[[ DATA FOR THIS EXERCISE, beginning ]]

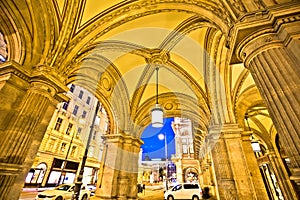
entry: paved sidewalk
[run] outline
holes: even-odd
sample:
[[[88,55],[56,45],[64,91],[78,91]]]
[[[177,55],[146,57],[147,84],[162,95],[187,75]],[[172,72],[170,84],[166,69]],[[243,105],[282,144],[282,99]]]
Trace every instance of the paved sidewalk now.
[[[164,188],[163,186],[146,186],[146,189],[143,193],[138,193],[139,199],[149,199],[149,197],[162,193],[163,194]]]
[[[146,186],[146,189],[143,191],[143,193],[138,193],[138,197],[140,200],[146,200],[149,199],[149,197],[162,193],[163,194],[164,188],[162,185],[155,185],[155,186]],[[93,196],[90,198],[90,200],[97,200],[98,198]]]

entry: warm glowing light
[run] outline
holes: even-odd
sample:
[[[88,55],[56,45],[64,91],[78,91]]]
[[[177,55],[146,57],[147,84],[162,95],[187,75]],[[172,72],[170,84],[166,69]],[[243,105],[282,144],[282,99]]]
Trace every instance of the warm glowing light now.
[[[161,128],[164,125],[164,112],[163,109],[156,104],[155,108],[151,110],[151,123],[152,127]]]
[[[251,142],[251,146],[254,152],[260,152],[260,146],[258,142]]]

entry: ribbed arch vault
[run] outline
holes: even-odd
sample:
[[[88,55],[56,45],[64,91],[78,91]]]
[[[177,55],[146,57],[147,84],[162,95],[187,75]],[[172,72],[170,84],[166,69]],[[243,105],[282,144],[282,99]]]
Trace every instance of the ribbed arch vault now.
[[[124,1],[87,20],[83,16],[85,4],[75,0],[61,7],[47,1],[28,1],[26,5],[5,1],[0,6],[11,12],[1,17],[6,21],[14,17],[15,23],[8,23],[11,27],[3,32],[4,36],[15,33],[15,39],[8,41],[8,46],[13,47],[9,59],[14,58],[30,70],[42,66],[65,85],[74,83],[90,90],[108,111],[110,133],[133,130],[131,134],[139,136],[141,127],[150,123],[149,111],[155,97],[151,89],[157,65],[161,81],[159,101],[166,117],[191,118],[200,132],[208,131],[213,124],[238,121],[234,108],[240,93],[237,89],[232,95],[231,66],[225,62],[229,30],[236,16],[230,16],[223,5],[204,0],[197,4],[182,0]],[[31,18],[22,18],[24,13]],[[151,21],[160,15],[175,15],[176,25],[160,26]],[[138,20],[144,23],[135,26]],[[148,28],[150,22],[153,27],[169,31],[163,32],[157,46],[112,37]],[[149,40],[151,37],[150,34]],[[187,41],[201,51],[184,46]],[[181,55],[182,52],[188,53]],[[111,57],[114,53],[120,56]],[[188,60],[186,55],[198,60]],[[124,74],[128,71],[136,72],[135,76]],[[130,78],[136,85],[130,85]],[[203,139],[202,135],[197,138]]]

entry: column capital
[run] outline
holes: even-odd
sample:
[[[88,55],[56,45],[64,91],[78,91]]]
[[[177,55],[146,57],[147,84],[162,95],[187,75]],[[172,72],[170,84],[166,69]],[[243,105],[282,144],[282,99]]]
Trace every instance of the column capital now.
[[[244,45],[256,39],[259,35],[277,33],[284,24],[299,21],[299,2],[286,3],[274,6],[268,10],[247,13],[240,18],[239,22],[230,30],[228,43],[231,49],[230,64],[239,63],[247,56]],[[245,55],[246,53],[246,55]]]
[[[0,80],[18,88],[30,88],[31,85],[33,90],[44,91],[59,102],[68,100],[63,93],[69,88],[50,70],[38,67],[31,70],[11,60],[0,64],[0,76]]]
[[[253,134],[253,131],[242,131],[241,137],[243,141],[250,141],[250,136]]]

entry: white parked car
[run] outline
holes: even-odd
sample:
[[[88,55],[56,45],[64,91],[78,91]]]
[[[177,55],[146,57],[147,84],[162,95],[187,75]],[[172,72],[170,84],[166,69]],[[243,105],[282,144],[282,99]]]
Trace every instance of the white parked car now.
[[[164,194],[167,200],[174,199],[202,199],[202,189],[198,183],[179,183]]]
[[[72,199],[74,195],[75,184],[62,184],[52,190],[45,190],[36,196],[36,200],[67,200]],[[90,191],[86,185],[82,185],[80,189],[80,200],[90,198]]]

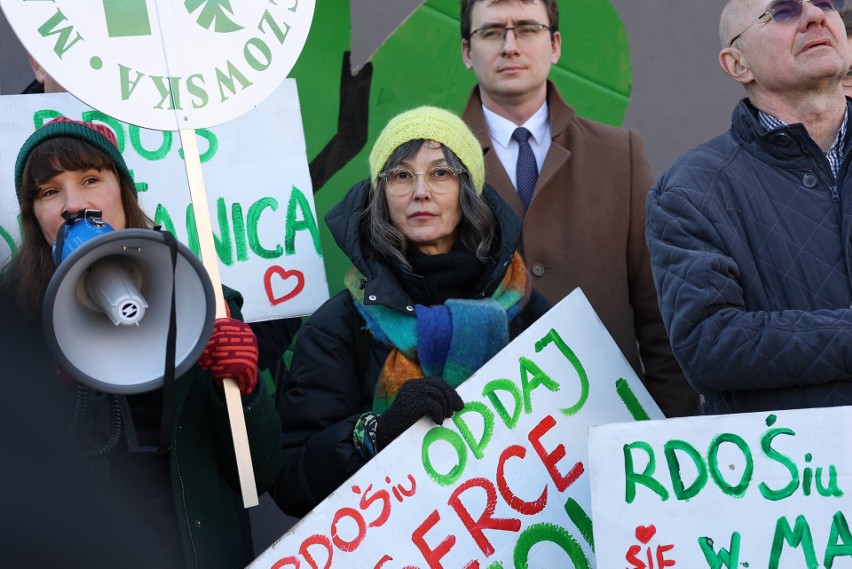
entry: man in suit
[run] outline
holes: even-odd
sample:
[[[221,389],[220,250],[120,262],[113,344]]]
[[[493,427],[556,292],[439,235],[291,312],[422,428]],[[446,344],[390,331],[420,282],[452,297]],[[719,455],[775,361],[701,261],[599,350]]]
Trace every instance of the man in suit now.
[[[697,414],[651,278],[639,134],[578,117],[547,80],[562,51],[556,0],[461,0],[461,31],[478,82],[463,118],[486,181],[523,220],[533,286],[554,304],[580,287],[663,413]]]

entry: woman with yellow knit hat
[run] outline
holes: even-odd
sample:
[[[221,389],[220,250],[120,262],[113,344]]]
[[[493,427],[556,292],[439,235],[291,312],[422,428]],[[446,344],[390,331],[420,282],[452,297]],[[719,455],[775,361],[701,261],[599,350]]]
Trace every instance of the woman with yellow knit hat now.
[[[485,185],[459,117],[393,118],[370,179],[325,217],[354,265],[302,327],[279,407],[273,492],[302,516],[423,416],[463,406],[455,388],[549,308],[515,252],[520,220]]]

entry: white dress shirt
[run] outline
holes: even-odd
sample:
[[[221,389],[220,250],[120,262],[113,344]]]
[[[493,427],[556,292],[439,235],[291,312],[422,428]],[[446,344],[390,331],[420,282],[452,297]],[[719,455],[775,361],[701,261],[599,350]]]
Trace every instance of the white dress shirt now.
[[[518,167],[518,141],[512,138],[512,133],[519,125],[516,125],[509,119],[503,118],[495,112],[492,112],[482,105],[482,113],[485,115],[485,124],[488,125],[488,134],[491,136],[491,146],[506,173],[509,174],[509,179],[517,189],[516,169]],[[544,164],[544,157],[547,156],[547,151],[550,150],[550,112],[547,108],[547,101],[525,122],[520,125],[532,133],[529,142],[535,155],[535,163],[541,173],[541,166]]]

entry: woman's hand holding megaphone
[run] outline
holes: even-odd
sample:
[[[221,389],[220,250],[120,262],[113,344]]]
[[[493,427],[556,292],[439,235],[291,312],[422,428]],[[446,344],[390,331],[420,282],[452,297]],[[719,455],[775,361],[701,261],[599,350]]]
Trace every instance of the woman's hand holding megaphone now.
[[[245,322],[234,318],[217,318],[207,347],[198,359],[222,387],[225,378],[233,378],[241,395],[257,387],[257,337]]]

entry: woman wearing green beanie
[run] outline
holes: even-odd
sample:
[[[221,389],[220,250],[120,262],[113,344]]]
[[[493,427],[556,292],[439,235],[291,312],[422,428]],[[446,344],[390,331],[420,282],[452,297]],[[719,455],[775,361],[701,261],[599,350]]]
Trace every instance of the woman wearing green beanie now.
[[[50,427],[45,431],[57,439],[51,448],[61,446],[79,459],[71,467],[79,466],[81,476],[98,489],[97,497],[114,508],[106,514],[156,529],[155,541],[144,544],[156,551],[156,566],[244,567],[254,552],[248,514],[240,503],[222,393],[225,377],[239,385],[259,493],[277,478],[281,455],[275,405],[264,383],[258,382],[257,339],[238,320],[242,297],[225,287],[233,317],[216,319],[198,361],[168,389],[164,381],[161,388],[119,395],[80,385],[49,363],[40,326],[42,302],[56,272],[54,259],[63,252],[57,238],[80,214],[95,211],[116,231],[150,229],[153,224],[138,204],[115,134],[100,124],[59,117],[35,131],[18,154],[15,191],[23,236],[0,275],[0,308],[4,322],[14,322],[27,337],[37,339],[27,349],[43,354],[33,362],[34,373],[20,379],[34,385],[45,408],[56,411],[43,417]],[[58,255],[52,251],[54,244]],[[65,308],[57,304],[56,310]],[[145,323],[143,319],[141,325]],[[116,333],[121,331],[117,328]],[[97,347],[74,356],[103,356]],[[232,357],[238,349],[239,357]],[[128,369],[128,374],[133,371]],[[87,519],[85,515],[80,512],[81,519]],[[63,520],[68,531],[79,533],[74,527],[78,521]],[[151,533],[146,535],[150,538]],[[80,547],[93,547],[96,541],[93,536]],[[65,553],[75,558],[73,549]],[[117,563],[139,566],[137,560]]]
[[[370,178],[325,217],[352,261],[345,290],[302,327],[279,415],[273,490],[302,516],[549,308],[515,250],[520,220],[484,183],[482,149],[435,107],[382,130]]]

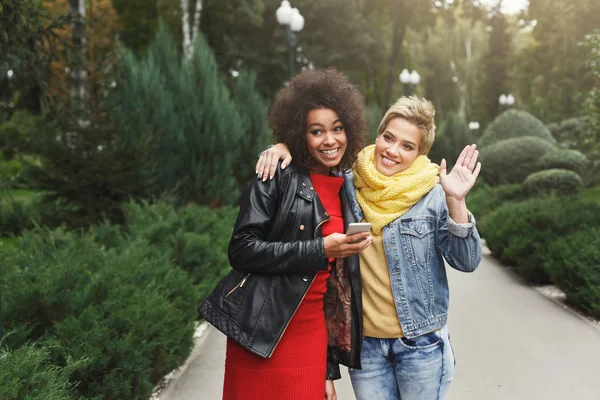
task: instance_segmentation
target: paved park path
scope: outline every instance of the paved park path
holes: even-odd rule
[[[457,360],[450,400],[600,399],[600,326],[524,285],[489,256],[474,274],[449,269],[449,279]],[[224,336],[210,329],[203,340],[161,400],[221,399]],[[336,389],[339,400],[355,400],[345,371]]]

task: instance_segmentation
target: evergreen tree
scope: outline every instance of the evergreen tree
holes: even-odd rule
[[[236,79],[233,97],[242,124],[242,135],[237,145],[236,179],[240,191],[255,178],[252,165],[259,152],[269,143],[271,130],[267,121],[268,105],[256,90],[256,74],[242,72]]]
[[[190,59],[182,59],[161,25],[147,54],[125,51],[117,85],[119,112],[148,116],[159,137],[161,185],[183,202],[231,203],[238,198],[234,160],[240,155],[242,126],[212,50],[200,35]]]

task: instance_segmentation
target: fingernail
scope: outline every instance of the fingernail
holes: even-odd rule
[[[273,180],[273,175],[271,175],[271,176],[269,177],[269,179]]]
[[[266,181],[267,181],[267,177],[265,176],[265,177],[263,178],[263,182],[266,182]]]
[[[281,164],[281,169],[285,169],[285,164]]]

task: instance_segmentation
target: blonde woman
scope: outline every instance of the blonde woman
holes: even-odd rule
[[[373,226],[360,254],[363,304],[362,369],[350,369],[358,400],[445,399],[454,374],[444,260],[474,271],[481,239],[465,197],[481,170],[475,145],[450,173],[427,154],[435,138],[433,105],[400,98],[385,114],[377,140],[359,153],[345,189],[357,220]],[[285,147],[268,161],[290,161]]]

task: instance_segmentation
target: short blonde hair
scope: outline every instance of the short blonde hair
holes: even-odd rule
[[[435,140],[435,108],[433,104],[429,100],[417,96],[400,97],[383,116],[377,129],[377,136],[385,131],[387,124],[394,118],[404,118],[416,125],[421,131],[419,154],[429,153]]]

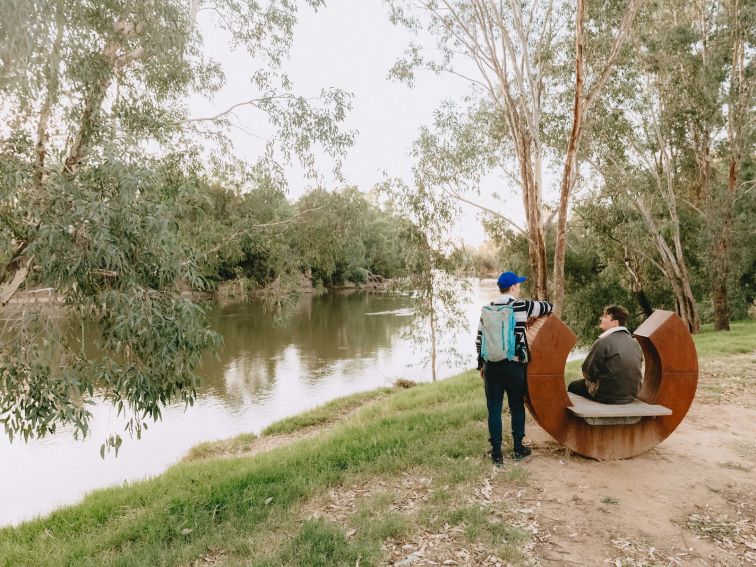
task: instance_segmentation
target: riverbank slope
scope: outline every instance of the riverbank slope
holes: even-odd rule
[[[530,421],[534,456],[493,468],[468,372],[198,447],[0,530],[0,565],[753,564],[756,322],[696,344],[688,417],[634,459],[584,459]]]

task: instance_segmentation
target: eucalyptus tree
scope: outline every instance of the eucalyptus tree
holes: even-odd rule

[[ DATA FOR THIS EXERCISE, end ]]

### WORK ORDER
A line qualifies when it holds the word "short"; report all qualifying lines from the records above.

### OUTPUT OF THE EXERCISE
target: short blonde hair
scope: outline every instance of the short blonde hair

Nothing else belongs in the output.